Rows from a data source
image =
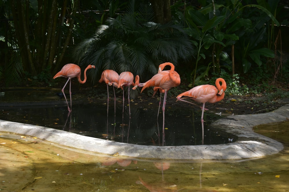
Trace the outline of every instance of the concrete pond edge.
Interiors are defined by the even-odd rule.
[[[231,115],[212,123],[210,128],[233,142],[216,145],[158,146],[120,143],[52,128],[0,120],[0,132],[36,137],[62,146],[111,155],[147,160],[238,160],[275,154],[281,143],[255,133],[254,126],[281,122],[289,118],[289,105],[265,113]]]

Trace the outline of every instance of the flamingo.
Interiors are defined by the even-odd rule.
[[[130,116],[130,107],[129,105],[129,87],[131,85],[134,86],[132,88],[135,90],[138,87],[139,83],[140,77],[138,75],[136,76],[135,83],[134,82],[134,75],[129,71],[125,71],[119,74],[118,78],[118,83],[117,88],[121,88],[123,90],[123,105],[124,107],[125,93],[123,86],[128,87],[128,95],[127,99],[128,100],[129,109],[129,116]]]
[[[220,83],[222,83],[221,85]],[[202,109],[202,144],[203,144],[204,138],[204,111],[208,110],[205,108],[205,104],[207,102],[214,103],[221,101],[225,96],[225,91],[227,88],[226,81],[222,78],[218,78],[216,80],[216,85],[217,87],[211,85],[203,85],[195,87],[187,91],[181,93],[177,96],[177,100],[184,101],[193,104],[196,104],[184,100],[187,98],[192,99],[196,101],[203,103]]]
[[[86,81],[86,71],[88,69],[91,69],[92,68],[95,69],[95,66],[94,65],[88,65],[87,67],[84,70],[84,79],[83,81],[81,81],[80,79],[80,73],[81,72],[81,70],[80,68],[77,65],[73,63],[69,63],[67,64],[62,68],[60,71],[56,74],[53,77],[53,79],[60,77],[62,77],[66,78],[68,78],[67,81],[66,82],[65,84],[64,85],[63,88],[62,88],[61,90],[63,95],[64,96],[64,98],[65,98],[65,100],[66,101],[66,103],[67,104],[67,107],[68,108],[68,111],[69,113],[71,111],[72,104],[71,104],[71,79],[72,78],[74,77],[77,77],[77,79],[78,81],[81,84],[83,84]],[[64,93],[64,88],[66,86],[66,84],[68,83],[68,81],[70,81],[69,85],[69,95],[70,95],[70,108],[69,108],[69,106],[68,104],[68,102],[67,102],[67,100],[66,99],[66,96]]]
[[[101,73],[101,77],[99,82],[101,83],[103,81],[106,84],[108,90],[108,101],[109,100],[109,96],[108,94],[108,85],[112,85],[113,88],[113,93],[114,95],[114,114],[115,114],[115,102],[116,98],[115,96],[115,92],[114,91],[114,87],[117,87],[115,85],[116,83],[118,83],[118,77],[119,76],[117,73],[110,69],[105,70]]]
[[[168,65],[171,66],[171,70],[162,71],[164,67]],[[172,88],[177,87],[181,83],[181,78],[179,74],[175,71],[175,66],[171,63],[166,62],[160,65],[159,72],[151,78],[145,83],[139,84],[139,87],[142,87],[140,93],[146,88],[149,87],[158,87],[164,90],[164,102],[163,104],[163,145],[164,138],[164,111],[166,107],[166,101],[168,91]]]

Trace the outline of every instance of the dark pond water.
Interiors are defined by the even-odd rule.
[[[33,98],[34,94],[31,92],[28,97]],[[53,92],[49,93],[46,91],[43,94],[46,97],[57,98]],[[25,94],[23,94],[22,95]],[[7,95],[6,93],[5,96]],[[9,98],[15,97],[17,96]],[[36,101],[41,99],[39,96],[35,97]],[[59,101],[59,100],[56,100]],[[162,145],[162,115],[159,113],[157,120],[158,102],[154,104],[148,103],[146,108],[139,107],[136,103],[131,102],[130,118],[126,100],[123,118],[122,100],[117,102],[115,117],[113,99],[110,100],[108,116],[106,101],[106,100],[102,100],[92,101],[90,103],[73,104],[77,102],[73,100],[72,111],[70,115],[68,115],[66,105],[55,104],[54,102],[51,102],[49,105],[2,106],[0,107],[1,119],[118,142],[142,145]],[[166,109],[165,145],[201,145],[200,109],[196,109],[191,107],[176,109],[167,102]],[[228,142],[228,138],[223,137],[208,128],[211,122],[221,117],[218,115],[205,112],[204,144]]]

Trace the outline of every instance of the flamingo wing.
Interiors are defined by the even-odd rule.
[[[188,98],[200,103],[214,102],[218,90],[214,86],[203,85],[197,86],[191,90],[181,93],[177,97],[185,99]]]
[[[176,87],[181,83],[179,75],[177,73],[172,71],[172,75],[169,75],[169,71],[162,71],[154,75],[151,78],[143,84],[143,87],[140,92],[149,87],[159,87],[162,89],[168,90]],[[172,79],[172,77],[174,78]]]
[[[73,78],[80,75],[81,70],[77,65],[72,63],[67,64],[62,68],[60,71],[56,73],[53,79],[59,77]]]
[[[129,71],[123,72],[119,74],[118,88],[123,86],[129,86],[134,82],[134,75]]]

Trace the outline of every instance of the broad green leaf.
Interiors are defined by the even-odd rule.
[[[222,41],[225,37],[225,34],[221,31],[214,31],[214,37],[218,41]]]
[[[203,27],[208,22],[208,19],[203,14],[198,11],[191,9],[188,11],[192,21],[198,26]]]
[[[222,46],[223,46],[224,47],[225,46],[225,44],[224,44],[224,43],[222,41],[217,41],[216,40],[215,40],[214,39],[212,41],[213,43],[217,43],[219,44],[221,44]]]
[[[230,33],[236,31],[241,27],[244,27],[247,28],[252,27],[252,22],[248,19],[240,18],[236,19],[232,22],[231,27],[228,29],[226,32],[226,33]]]
[[[223,5],[215,5],[215,9],[216,10],[220,9],[221,7],[224,7]],[[210,3],[209,5],[206,6],[205,7],[202,8],[199,10],[199,11],[203,14],[205,15],[210,12],[212,12],[214,10],[214,8],[213,7],[213,4]]]
[[[251,67],[251,63],[245,58],[242,59],[242,65],[243,66],[243,70],[244,73],[245,73],[248,72]]]
[[[205,59],[206,58],[206,55],[204,54],[203,53],[200,54],[200,56],[202,56],[202,57],[204,59]]]
[[[260,59],[260,55],[254,53],[249,53],[249,56],[259,67],[262,65],[262,61]]]
[[[225,34],[224,38],[226,39],[235,40],[239,40],[239,36],[235,33],[233,34]]]
[[[208,21],[206,23],[206,25],[203,28],[202,31],[204,33],[209,29],[214,27],[225,18],[226,16],[225,16],[214,17]]]
[[[208,34],[206,35],[203,39],[204,47],[206,49],[208,49],[213,44],[213,41],[214,40],[214,37],[211,35]]]
[[[269,49],[265,47],[253,50],[250,52],[250,53],[271,58],[274,58],[275,57],[275,55],[273,52]]]
[[[194,39],[199,40],[200,39],[200,35],[199,31],[197,29],[190,28],[186,28],[184,29],[184,31],[188,35],[194,37]]]
[[[275,23],[275,24],[277,26],[279,26],[280,25],[280,24],[278,21],[275,18],[274,16],[266,8],[265,8],[262,6],[261,6],[257,5],[247,5],[249,7],[255,7],[258,8],[259,9],[260,9],[262,10],[263,11],[265,12],[267,14],[267,15],[269,16],[269,17],[271,18],[273,21]]]

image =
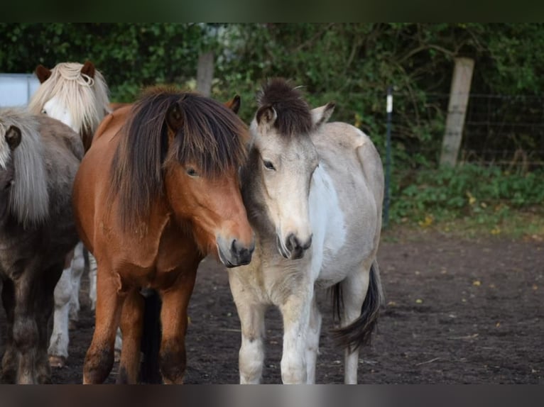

# TASK STATEMENT
Can you retype all of the rows above character for character, with the pictures left out?

# RESPONSE
image =
Trace the outline of every instance of the concrete pond edge.
Interiors are defined by the even-odd rule.
[[[231,115],[212,123],[210,128],[233,142],[216,145],[158,146],[120,143],[52,128],[0,120],[0,132],[36,137],[62,146],[111,155],[147,160],[238,160],[275,154],[281,143],[255,133],[254,126],[281,122],[289,118],[289,105],[265,113]]]

Trace the outline of every instance of the flamingo.
Interiors are defined by the even-odd rule.
[[[130,116],[130,107],[129,105],[129,87],[131,85],[134,86],[132,88],[135,90],[138,87],[139,83],[140,77],[138,75],[136,76],[135,83],[134,82],[134,75],[129,71],[125,71],[119,74],[118,78],[118,83],[117,88],[121,88],[123,90],[123,105],[124,107],[125,93],[123,86],[128,87],[128,95],[127,99],[128,100],[129,109],[129,116]]]
[[[220,83],[222,83],[221,85]],[[202,109],[202,144],[203,144],[204,138],[204,111],[208,110],[205,108],[205,104],[207,102],[214,103],[221,101],[225,96],[225,91],[227,88],[226,81],[222,78],[218,78],[216,80],[216,85],[217,87],[211,85],[203,85],[195,87],[187,91],[181,93],[177,96],[177,100],[184,101],[193,104],[196,104],[184,100],[187,98],[192,99],[196,101],[203,103]]]
[[[86,81],[86,71],[88,69],[91,69],[92,68],[95,69],[95,66],[94,65],[88,65],[87,67],[84,70],[84,79],[83,81],[81,81],[80,79],[80,73],[81,72],[81,70],[80,68],[77,65],[73,63],[69,63],[67,64],[62,68],[60,71],[56,74],[53,77],[53,79],[60,77],[62,77],[66,78],[68,78],[67,81],[66,82],[65,84],[64,85],[63,88],[62,88],[61,90],[63,95],[64,96],[64,98],[65,98],[65,100],[66,101],[66,103],[67,104],[67,107],[68,108],[68,111],[69,113],[71,111],[72,104],[71,104],[71,79],[72,78],[74,77],[77,77],[77,79],[78,81],[81,84],[83,84]],[[64,93],[64,88],[66,86],[66,84],[68,83],[68,81],[70,81],[69,85],[69,95],[70,95],[70,108],[69,108],[69,106],[68,104],[68,102],[67,102],[67,100],[66,99],[66,96]]]
[[[101,73],[101,77],[99,82],[101,83],[103,81],[106,84],[108,90],[108,101],[109,100],[109,96],[108,94],[108,85],[112,85],[113,88],[113,93],[114,95],[114,114],[115,114],[115,102],[116,98],[115,96],[115,92],[114,91],[114,87],[117,87],[115,85],[116,83],[118,83],[118,77],[119,76],[117,73],[110,69],[105,70]]]
[[[168,65],[171,66],[171,70],[162,71],[164,67]],[[172,88],[177,87],[181,83],[181,78],[179,74],[175,71],[175,66],[171,63],[166,62],[160,65],[159,72],[151,78],[145,83],[139,84],[139,87],[142,87],[140,93],[146,88],[149,87],[158,87],[164,90],[164,102],[163,104],[163,145],[164,138],[164,111],[166,107],[166,101],[168,91]]]

Trace the outline of every instance of the dark pond water.
Interiors are defined by the even-odd rule.
[[[33,98],[34,94],[31,92],[28,97]],[[53,92],[49,93],[46,91],[43,94],[46,97],[57,98]],[[25,94],[23,94],[22,95]],[[7,95],[6,93],[5,96]],[[9,98],[15,97],[17,96]],[[36,101],[41,99],[39,96],[35,97]],[[59,101],[59,100],[56,100]],[[162,145],[162,115],[159,113],[157,120],[158,102],[154,104],[148,103],[146,108],[139,107],[136,103],[131,102],[130,118],[126,100],[123,118],[122,100],[117,102],[115,117],[113,99],[110,100],[108,116],[106,101],[106,100],[102,100],[92,101],[90,103],[73,104],[77,102],[73,100],[72,111],[70,115],[68,115],[66,105],[55,104],[54,102],[51,102],[49,105],[2,106],[0,107],[1,119],[118,142],[142,145]],[[166,109],[165,145],[201,145],[200,109],[196,109],[191,107],[176,109],[167,102]],[[228,142],[228,138],[223,137],[208,128],[211,122],[221,117],[218,115],[205,112],[204,144]]]

Trace the outline of every instance of the flamingo wing.
Interiors are defined by the even-odd rule.
[[[188,98],[200,103],[214,102],[218,90],[214,86],[203,85],[197,86],[191,90],[181,93],[177,97],[185,99]]]
[[[176,87],[181,83],[179,75],[177,73],[172,71],[172,75],[169,75],[169,71],[162,71],[154,75],[151,78],[143,84],[143,87],[140,92],[149,87],[159,87],[162,89],[168,90]],[[172,79],[172,77],[174,78]]]
[[[73,78],[80,75],[81,70],[77,65],[72,63],[67,64],[62,68],[60,71],[56,73],[53,79],[59,77]]]
[[[129,71],[123,72],[119,74],[118,88],[123,86],[129,86],[134,82],[134,75]]]

Trace the outline of every instance of the broad green leaf.
Interiors are defined by the even-odd rule.
[[[222,41],[225,37],[225,34],[221,31],[214,31],[214,37],[218,41]]]
[[[203,27],[208,22],[208,19],[203,14],[198,11],[191,9],[188,11],[192,21],[198,26]]]
[[[222,46],[223,46],[224,47],[225,46],[225,44],[224,44],[224,43],[222,41],[217,41],[216,40],[215,40],[214,39],[212,41],[213,43],[217,43],[219,44],[221,44]]]
[[[230,33],[236,31],[241,27],[244,27],[247,28],[252,27],[252,22],[248,19],[240,18],[236,19],[232,22],[231,27],[228,29],[226,32],[226,33]]]
[[[223,5],[215,5],[215,9],[216,10],[220,9],[221,7],[224,7]],[[210,3],[209,5],[206,6],[205,7],[202,8],[199,10],[199,11],[203,14],[205,15],[210,12],[212,12],[214,10],[214,8],[213,7],[213,4]]]
[[[251,67],[251,63],[245,58],[242,59],[242,65],[243,66],[243,70],[244,73],[245,73],[248,72]]]
[[[205,59],[206,58],[206,55],[204,54],[203,53],[200,54],[200,56],[202,56],[202,57],[204,59]]]
[[[260,59],[260,55],[254,53],[249,53],[249,56],[259,67],[262,65],[262,61]]]
[[[225,34],[224,38],[226,39],[235,40],[239,40],[239,36],[235,33],[233,34]]]
[[[208,21],[206,23],[206,25],[203,28],[202,31],[204,33],[209,29],[214,27],[225,18],[226,16],[225,16],[214,17]]]
[[[208,34],[206,35],[203,39],[204,47],[206,49],[208,49],[213,44],[213,41],[214,40],[214,37],[211,35]]]
[[[269,49],[265,47],[253,50],[250,52],[250,53],[271,58],[274,58],[275,57],[275,55],[273,52]]]
[[[194,39],[199,40],[200,39],[200,35],[199,31],[197,29],[190,28],[186,28],[184,29],[184,31],[188,35],[194,37]]]
[[[275,23],[275,24],[277,26],[279,26],[280,25],[280,24],[278,21],[275,18],[274,16],[266,8],[265,8],[262,6],[261,6],[257,5],[247,5],[249,7],[255,7],[258,8],[259,9],[260,9],[262,10],[263,11],[265,12],[267,14],[267,15],[269,16],[269,17],[271,18],[273,21]]]

image =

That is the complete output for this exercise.